# PROBLEM DESCRIPTION
Write each line out a second time, exactly as shown below.

TASK INPUTS below:

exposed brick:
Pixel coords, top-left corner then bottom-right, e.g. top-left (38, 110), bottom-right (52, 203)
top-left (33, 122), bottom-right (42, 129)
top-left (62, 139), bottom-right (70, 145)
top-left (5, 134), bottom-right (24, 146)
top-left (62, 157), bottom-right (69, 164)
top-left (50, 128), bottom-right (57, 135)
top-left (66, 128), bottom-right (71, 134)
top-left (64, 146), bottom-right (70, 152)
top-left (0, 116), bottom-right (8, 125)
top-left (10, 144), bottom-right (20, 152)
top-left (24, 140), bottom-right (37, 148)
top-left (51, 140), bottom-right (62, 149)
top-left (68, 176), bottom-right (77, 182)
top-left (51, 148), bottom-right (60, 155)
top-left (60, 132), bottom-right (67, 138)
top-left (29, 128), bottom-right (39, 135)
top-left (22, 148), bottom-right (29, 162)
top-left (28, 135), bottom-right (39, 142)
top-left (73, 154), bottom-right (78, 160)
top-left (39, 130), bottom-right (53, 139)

End of TASK INPUTS.

# WRITTEN SOLUTION
exposed brick:
Pixel coords, top-left corner then bottom-right, e.g. top-left (38, 110), bottom-right (52, 203)
top-left (33, 122), bottom-right (42, 129)
top-left (62, 139), bottom-right (70, 145)
top-left (5, 134), bottom-right (24, 146)
top-left (62, 157), bottom-right (69, 164)
top-left (50, 128), bottom-right (57, 135)
top-left (66, 128), bottom-right (71, 134)
top-left (64, 146), bottom-right (70, 152)
top-left (0, 116), bottom-right (8, 125)
top-left (10, 144), bottom-right (20, 152)
top-left (24, 140), bottom-right (37, 148)
top-left (51, 140), bottom-right (62, 149)
top-left (68, 176), bottom-right (77, 182)
top-left (51, 148), bottom-right (60, 155)
top-left (60, 132), bottom-right (67, 138)
top-left (29, 128), bottom-right (39, 135)
top-left (22, 148), bottom-right (29, 162)
top-left (28, 135), bottom-right (39, 142)
top-left (73, 154), bottom-right (78, 160)
top-left (39, 130), bottom-right (53, 139)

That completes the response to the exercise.